* **GOALS**
1. Check each statement against the navigation lights thread. Answer yes or no, and quote the words that decide it: (a) Lloyd is building a large-scale P-38J. (b) FLYBOYJ says the nav lights on WW2 aircraft blinked. (c) The amber light on the RAF fighters sat on the upper side of the fuselage.
2. Pick up the navigation lights thread after its last sentence and keep writing.

# US navigation lights: steady, blinking, both?



## Lloyd (Nov 9, 2015)

I'm unable to determine if US aircraft (esp. fighters, most esp. P-38 ) red/green/white navigation lights--when in-use--were on steady, blinking, or both? For example, maybe red/green were on steady and white blinked as with modern aircraft?

Any help would be greatly appreciated, even if it's just links to references.

PS I'm currently building a large-scale P-38J and trying to make nav lights as historically accurate as possible.
PPS Perchance is it the same with other Allied planes?


----------



## FLYBOYJ (Nov 9, 2015)

Lloyd said:


> I'm unable to determine if US aircraft (esp. fighters, most esp. P-38 ) red/green/white navigation lights--when in-use--were on steady, blinking, or both? For example, maybe red/green were on steady and white blinked as with modern aircraft?
> 
> Any help would be greatly appreciated, even if it's just links to references.
> 
> ...



AFAIK nav lights on WW2 aircraft didn't blink


----------



## Airframes (Nov 9, 2015)

I agree with Joe.
RAF aircraft of WW2 had 'steady' wing tip lights (Red/Blue [or greenish blue]), with a white light on the tail, and sometimes on the fuselage spine (example Spitfire and Hurricane).These fighters also had an 'amber' light on the underside center section, used as an I.D. or signal lamp, which could be 'steady', or switched to a Morse key to signal 'Letter of the Day'.
Larger (British) RAF aircraft, such as the Lancaster, or Mosquito, had a row of three, hooded lamps on the underside fuselage, similar to the American lay-out, in Red, Amber, Green, which again could be set in combination, or 'flashed' in Morse code. There was a also a 'shielded', dim lamp, buried in a tubular housing on the outer wings (thename of which escapes me!) which could only be viewed from directly behind.

* **RECORDED INFORMATION**
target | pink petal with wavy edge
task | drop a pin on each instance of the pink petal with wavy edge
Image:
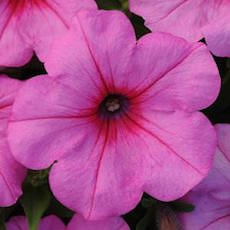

* **SOLVED TASKS**
1.
(a) Yes: "I'm currently building a large-scale P-38J"
(b) No: "AFAIK nav lights on WW2 aircraft didn't blink"
(c) No: "an 'amber' light on the underside center section"

2.
I'm not exactly sure when the 'modern' style of flashing wing tip and tail lights was introduced, but this followed on from the first stage of a rotating, or flashing, strobe light 'anti-collision' beacon, first mounted either on the top of the fin, or the fuselage spine, and then later also added (sometimes, depending on type) to the fuselage underside. I _think_ the 'all flashing' transition was in the late 1960's to early 1970's, but of course, aircraft from earlier periods were/are up-dated to meet the regulations of the period, so, for example, a currently airworthy DC3/C-47, would probably have 'all flashing', as opposed to the original 'fit'.
So basically, for WW2, your P-38 would have 'steady' nav lamps.
Hope this helps.

Reactions: Like Like:
2 | Like List reactions


----------



## Lloyd (Nov 10, 2015)

Thank you BOTH of you! That definitely makes perfect sense, and thanks for mentioning the bit about retrofits of older planes. In the case of the P-38, plans show 3 lights under the nacelle and just behind the gear bay, but I can't determine how they were used, just like nav lighting.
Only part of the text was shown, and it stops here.